• WORK TO BE COMPLETED: Put every line of the records below into a JSON list of strings, one string per line, skipping blank lines. Leave the pictures out.

Data lines:
━━━━━━━━━━━━━━━━━━━━

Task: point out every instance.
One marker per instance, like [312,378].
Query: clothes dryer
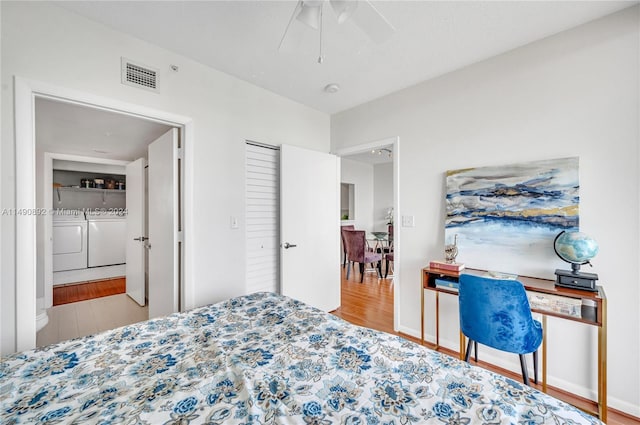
[107,238]
[69,240]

━━━━━━━━━━━━━━━━━━━━

• WORKED ANSWER:
[
  "Task: point out every instance.",
  "One marker per instance, like [312,378].",
  "Query: clothes dryer",
  "[107,238]",
  "[69,240]"
]